→ Instructions for the task
Show every line of the rows below that contains the word "plant", treating uppercase and lowercase letters as different.

→ Entries
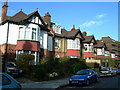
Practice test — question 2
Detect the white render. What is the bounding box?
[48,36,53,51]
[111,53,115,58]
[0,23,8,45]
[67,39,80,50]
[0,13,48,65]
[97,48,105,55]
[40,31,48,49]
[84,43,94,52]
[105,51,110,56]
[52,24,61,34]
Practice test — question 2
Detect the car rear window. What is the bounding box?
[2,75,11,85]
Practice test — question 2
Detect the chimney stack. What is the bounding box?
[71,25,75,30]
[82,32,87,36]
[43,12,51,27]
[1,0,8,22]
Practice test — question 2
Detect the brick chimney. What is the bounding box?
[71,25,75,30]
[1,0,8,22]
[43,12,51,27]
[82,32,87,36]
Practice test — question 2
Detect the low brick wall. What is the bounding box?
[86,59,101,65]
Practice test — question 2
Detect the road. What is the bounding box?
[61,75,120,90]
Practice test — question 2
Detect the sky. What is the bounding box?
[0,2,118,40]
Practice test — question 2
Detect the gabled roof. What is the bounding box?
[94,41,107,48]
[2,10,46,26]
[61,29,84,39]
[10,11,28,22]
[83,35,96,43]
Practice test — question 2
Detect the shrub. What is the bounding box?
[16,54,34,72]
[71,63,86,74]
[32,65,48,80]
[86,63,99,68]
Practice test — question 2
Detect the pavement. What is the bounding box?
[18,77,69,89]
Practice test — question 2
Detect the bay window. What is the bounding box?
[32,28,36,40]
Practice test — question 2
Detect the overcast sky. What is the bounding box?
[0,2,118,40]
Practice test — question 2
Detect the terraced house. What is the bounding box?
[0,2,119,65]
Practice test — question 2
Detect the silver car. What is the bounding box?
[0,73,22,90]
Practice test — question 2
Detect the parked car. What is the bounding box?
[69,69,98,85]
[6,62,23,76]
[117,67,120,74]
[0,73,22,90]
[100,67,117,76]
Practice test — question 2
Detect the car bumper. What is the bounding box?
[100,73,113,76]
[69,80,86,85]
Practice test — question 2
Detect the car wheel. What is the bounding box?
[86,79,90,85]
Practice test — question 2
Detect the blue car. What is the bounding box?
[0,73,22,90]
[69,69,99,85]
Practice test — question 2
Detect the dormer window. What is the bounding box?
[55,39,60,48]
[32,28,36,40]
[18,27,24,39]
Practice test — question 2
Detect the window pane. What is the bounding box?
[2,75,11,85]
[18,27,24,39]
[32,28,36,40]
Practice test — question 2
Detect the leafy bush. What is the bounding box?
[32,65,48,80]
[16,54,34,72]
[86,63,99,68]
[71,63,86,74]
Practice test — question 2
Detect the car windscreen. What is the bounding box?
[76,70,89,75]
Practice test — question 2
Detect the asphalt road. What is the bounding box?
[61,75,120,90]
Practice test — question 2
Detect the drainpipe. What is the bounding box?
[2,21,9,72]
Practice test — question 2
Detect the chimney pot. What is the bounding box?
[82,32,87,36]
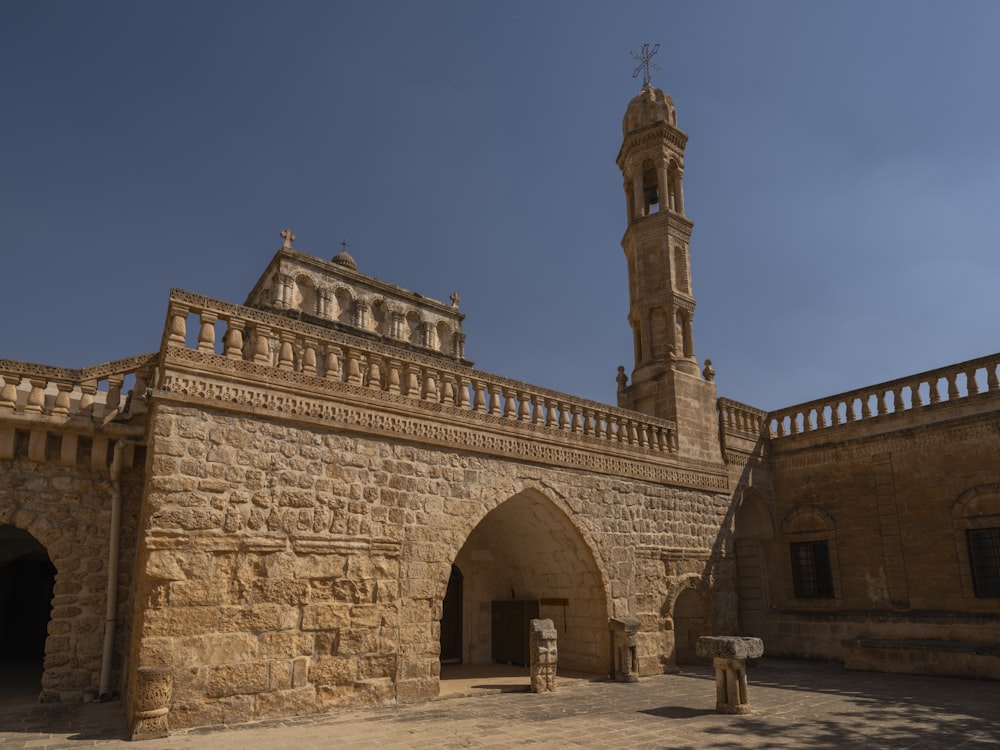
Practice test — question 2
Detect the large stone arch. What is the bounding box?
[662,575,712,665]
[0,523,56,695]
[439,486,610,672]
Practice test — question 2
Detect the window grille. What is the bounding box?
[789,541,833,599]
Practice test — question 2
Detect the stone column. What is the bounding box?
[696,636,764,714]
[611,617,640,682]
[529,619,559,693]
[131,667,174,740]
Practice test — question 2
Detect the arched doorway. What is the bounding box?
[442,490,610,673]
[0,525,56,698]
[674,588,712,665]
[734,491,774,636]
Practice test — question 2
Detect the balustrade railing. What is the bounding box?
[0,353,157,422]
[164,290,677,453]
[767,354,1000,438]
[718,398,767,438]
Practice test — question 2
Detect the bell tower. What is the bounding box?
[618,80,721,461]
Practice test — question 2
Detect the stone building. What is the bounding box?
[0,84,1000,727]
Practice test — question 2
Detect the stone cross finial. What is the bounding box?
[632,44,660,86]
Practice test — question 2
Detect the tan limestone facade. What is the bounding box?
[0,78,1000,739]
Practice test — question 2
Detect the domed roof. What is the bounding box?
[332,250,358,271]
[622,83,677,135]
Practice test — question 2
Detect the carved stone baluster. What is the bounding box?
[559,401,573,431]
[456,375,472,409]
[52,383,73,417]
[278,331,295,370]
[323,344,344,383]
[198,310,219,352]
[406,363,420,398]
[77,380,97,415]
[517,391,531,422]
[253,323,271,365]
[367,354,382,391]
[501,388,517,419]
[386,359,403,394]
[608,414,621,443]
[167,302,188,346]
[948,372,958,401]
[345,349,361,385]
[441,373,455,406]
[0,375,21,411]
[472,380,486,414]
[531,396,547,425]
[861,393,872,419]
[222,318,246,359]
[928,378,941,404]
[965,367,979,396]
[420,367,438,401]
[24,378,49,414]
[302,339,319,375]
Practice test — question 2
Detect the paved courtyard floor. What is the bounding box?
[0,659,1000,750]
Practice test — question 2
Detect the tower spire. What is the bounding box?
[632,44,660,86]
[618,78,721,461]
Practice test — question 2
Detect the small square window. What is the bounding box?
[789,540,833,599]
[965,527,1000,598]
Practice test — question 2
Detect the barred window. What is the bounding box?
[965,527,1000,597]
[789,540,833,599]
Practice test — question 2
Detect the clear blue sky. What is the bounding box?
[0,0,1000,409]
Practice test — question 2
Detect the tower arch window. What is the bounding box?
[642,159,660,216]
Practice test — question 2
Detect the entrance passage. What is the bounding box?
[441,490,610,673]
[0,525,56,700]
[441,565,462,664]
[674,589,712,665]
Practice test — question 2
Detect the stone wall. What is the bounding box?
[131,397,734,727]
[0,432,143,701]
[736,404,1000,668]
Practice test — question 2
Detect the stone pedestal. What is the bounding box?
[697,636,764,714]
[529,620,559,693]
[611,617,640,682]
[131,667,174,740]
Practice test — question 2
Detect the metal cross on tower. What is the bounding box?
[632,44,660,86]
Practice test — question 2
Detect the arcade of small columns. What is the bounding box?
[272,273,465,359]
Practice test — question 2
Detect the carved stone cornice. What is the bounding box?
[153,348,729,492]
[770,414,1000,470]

==

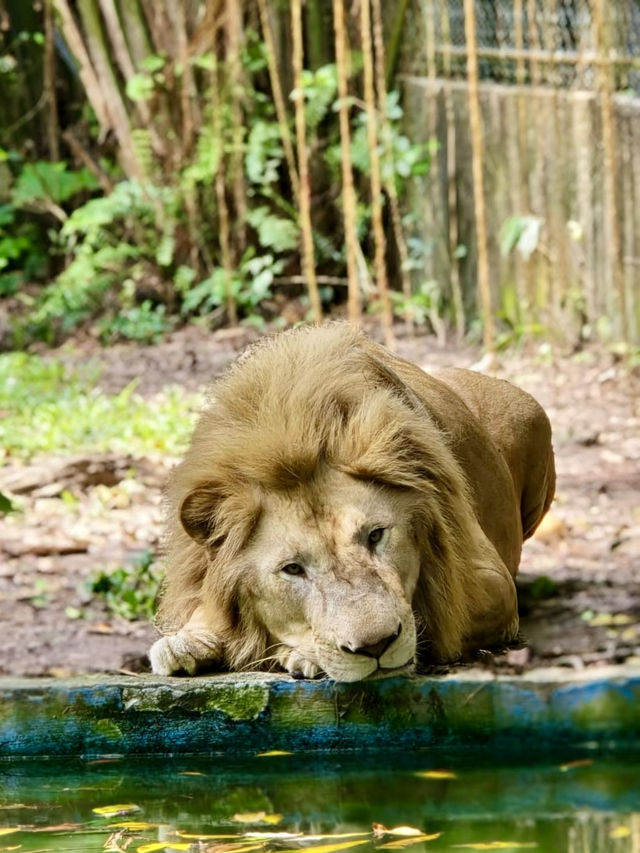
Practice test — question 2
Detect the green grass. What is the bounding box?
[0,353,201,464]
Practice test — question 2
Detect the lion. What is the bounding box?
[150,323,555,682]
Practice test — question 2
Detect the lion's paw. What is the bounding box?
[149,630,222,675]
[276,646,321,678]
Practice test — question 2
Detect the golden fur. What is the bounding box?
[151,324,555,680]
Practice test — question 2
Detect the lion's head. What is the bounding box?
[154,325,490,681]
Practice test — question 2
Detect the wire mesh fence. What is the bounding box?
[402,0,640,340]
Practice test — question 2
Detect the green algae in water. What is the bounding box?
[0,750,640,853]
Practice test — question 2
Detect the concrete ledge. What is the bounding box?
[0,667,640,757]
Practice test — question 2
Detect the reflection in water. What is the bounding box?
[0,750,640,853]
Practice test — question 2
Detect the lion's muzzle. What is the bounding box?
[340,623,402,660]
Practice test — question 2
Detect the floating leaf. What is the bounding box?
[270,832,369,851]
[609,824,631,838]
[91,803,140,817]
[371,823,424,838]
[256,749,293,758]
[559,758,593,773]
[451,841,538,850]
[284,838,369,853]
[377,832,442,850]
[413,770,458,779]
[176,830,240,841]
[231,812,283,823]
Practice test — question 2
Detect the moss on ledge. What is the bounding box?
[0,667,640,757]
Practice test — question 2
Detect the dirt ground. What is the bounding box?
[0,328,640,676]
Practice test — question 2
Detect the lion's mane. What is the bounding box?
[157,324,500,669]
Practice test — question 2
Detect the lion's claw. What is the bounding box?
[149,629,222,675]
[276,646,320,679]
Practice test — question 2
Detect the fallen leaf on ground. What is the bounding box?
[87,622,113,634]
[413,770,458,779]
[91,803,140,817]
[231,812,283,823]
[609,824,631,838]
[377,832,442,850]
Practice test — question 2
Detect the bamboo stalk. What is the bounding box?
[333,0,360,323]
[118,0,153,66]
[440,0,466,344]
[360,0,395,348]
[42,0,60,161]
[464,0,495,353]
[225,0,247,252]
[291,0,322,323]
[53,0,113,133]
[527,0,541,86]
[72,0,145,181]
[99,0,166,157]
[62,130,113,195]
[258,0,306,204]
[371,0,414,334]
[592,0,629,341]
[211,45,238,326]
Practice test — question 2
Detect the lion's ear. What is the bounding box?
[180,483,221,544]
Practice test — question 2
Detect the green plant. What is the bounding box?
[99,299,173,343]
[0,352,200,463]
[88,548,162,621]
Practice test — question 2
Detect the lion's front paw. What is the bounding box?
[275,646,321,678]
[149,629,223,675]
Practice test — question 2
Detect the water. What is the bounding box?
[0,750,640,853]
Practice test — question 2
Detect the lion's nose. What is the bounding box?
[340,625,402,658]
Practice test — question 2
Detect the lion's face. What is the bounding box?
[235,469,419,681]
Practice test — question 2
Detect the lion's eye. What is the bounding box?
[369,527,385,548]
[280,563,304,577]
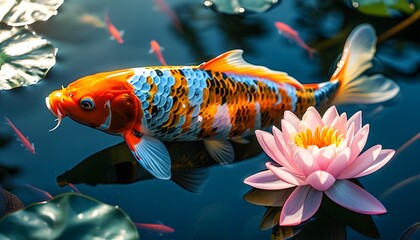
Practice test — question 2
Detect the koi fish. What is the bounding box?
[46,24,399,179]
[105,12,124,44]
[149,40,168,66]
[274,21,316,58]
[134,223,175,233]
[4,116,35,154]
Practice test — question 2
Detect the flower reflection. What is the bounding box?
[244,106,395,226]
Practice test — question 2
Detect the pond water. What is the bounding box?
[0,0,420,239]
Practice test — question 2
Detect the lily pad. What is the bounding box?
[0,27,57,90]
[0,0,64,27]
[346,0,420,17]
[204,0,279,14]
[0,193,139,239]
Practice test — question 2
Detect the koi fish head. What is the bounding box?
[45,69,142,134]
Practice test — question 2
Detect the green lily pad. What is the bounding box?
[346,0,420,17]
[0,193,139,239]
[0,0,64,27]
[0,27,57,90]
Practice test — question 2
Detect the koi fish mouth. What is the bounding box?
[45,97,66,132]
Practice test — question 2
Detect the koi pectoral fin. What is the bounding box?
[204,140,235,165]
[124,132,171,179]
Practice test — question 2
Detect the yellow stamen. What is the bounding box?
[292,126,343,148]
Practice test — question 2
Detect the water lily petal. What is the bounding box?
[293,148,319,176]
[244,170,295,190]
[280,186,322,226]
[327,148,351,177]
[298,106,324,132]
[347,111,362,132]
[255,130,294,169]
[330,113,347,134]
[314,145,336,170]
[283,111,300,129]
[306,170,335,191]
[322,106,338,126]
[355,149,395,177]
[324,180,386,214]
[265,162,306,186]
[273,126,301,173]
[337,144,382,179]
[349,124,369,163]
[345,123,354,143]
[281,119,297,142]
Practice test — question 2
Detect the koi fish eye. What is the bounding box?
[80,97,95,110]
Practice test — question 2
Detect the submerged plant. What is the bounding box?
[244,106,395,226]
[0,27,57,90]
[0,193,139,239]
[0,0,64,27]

→ Response to this exercise
Detect the green plant. What is the bounding box?
Detect the submerged plant. What is the bounding box?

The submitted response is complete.